Posted on Sun, Oct. 30, 2005
PRIMERO DE UNA SERIE
Cuba: la sucesión que se pierde en el horizonte
CARLOS ALBERTO MONTANER
Especial para El Nuevo Herald
Tras la muerte de Fidel Castro, los términos de la disyuntiva que se
erguía ante el pueblo cubano parecían ser una sucesión sin fisuras del
castrismo, como sucedió en Corea del Norte, o una transición hacia la
democracia y la economía de mercado, como ocurrió en la Europa del Este
después de la caída del Muro de Berlín.
Sorpresivamente, ese panorama ha cambiado de un modo drástico con la
aparición de un nuevo fenómeno: la alianza entre Castro y el presidente
venezolano Hugo Chávez.
Hasta hace tres años, Raúl Castro; su yerno, el coronel Luis Alberto
Rodríguez; los generales Julio Casas, Abelardo Colomé Ibarra, Ulises del
Toro y Alvaro López Miera, y los políticos y funcionarios Carlos Lage,
Felipe Pérez Roque, Ricardo Alarcón, Francisco Soberón, Fernando Remírez
de Estenoz, más el resto de los herederos menores del poder de Castro,
discretamente habían diseñado su hoja de ruta para gobernar el país
otros 20 años tras la muerte del Comandante.
Se trataba del plan de sucesión que se llevaría a cabo tras el entierro
glorioso de Castro y de la pública declaración de adhesión
inquebrantable y eterna a la memoria y a la ideología del Máximo Líder.
El proyecto era muy simple, y, desde la perspectiva de la clase
dirigente, parecía viable. Una vez enterrado con honores el Comandante
-- acaso en el Cacahual, junto a Antonio Maceo y a Blas Roca, donde
queda una tumba disponible, o en la Plaza de la Revolución, dentro de la
siniestra tradición leninista, con momia acristalada incluida --, se
iniciaba una apertura económica a lo China o a lo Vietnam, con
relaciones estrechas con las naciones desarrolladas de Occidente,
permitiendo tímidamente la gradual aparición de la pequeña propiedad
privada entre los cubanos, pero manteniendo simultáneamente un rígido
control político y económico, de manera que no se les escapara de las
manos el manejo del país.

## Líneas en bruto
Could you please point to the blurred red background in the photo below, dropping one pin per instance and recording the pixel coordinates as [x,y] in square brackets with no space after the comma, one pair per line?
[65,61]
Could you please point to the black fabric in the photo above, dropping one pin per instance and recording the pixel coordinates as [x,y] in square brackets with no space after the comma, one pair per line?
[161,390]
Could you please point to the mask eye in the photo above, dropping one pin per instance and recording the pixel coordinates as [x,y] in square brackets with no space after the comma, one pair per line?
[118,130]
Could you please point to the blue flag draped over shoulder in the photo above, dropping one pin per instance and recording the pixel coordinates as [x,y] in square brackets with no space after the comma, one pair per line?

...

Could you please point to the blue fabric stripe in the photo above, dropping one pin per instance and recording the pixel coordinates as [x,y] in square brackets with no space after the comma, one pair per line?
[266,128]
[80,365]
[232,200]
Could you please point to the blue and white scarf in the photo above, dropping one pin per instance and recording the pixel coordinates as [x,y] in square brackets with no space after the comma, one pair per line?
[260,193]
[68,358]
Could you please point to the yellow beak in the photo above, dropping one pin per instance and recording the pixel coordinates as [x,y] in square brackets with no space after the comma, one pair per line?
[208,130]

## Tarea planteada
En el texto sobre la sucesión en Cuba, ¿cuántos años más preveía la hoja de ruta de los herederos del poder de Castro que gobernarían el país tras la muerte del Comandante?

## Respuesta
Otros 20 años.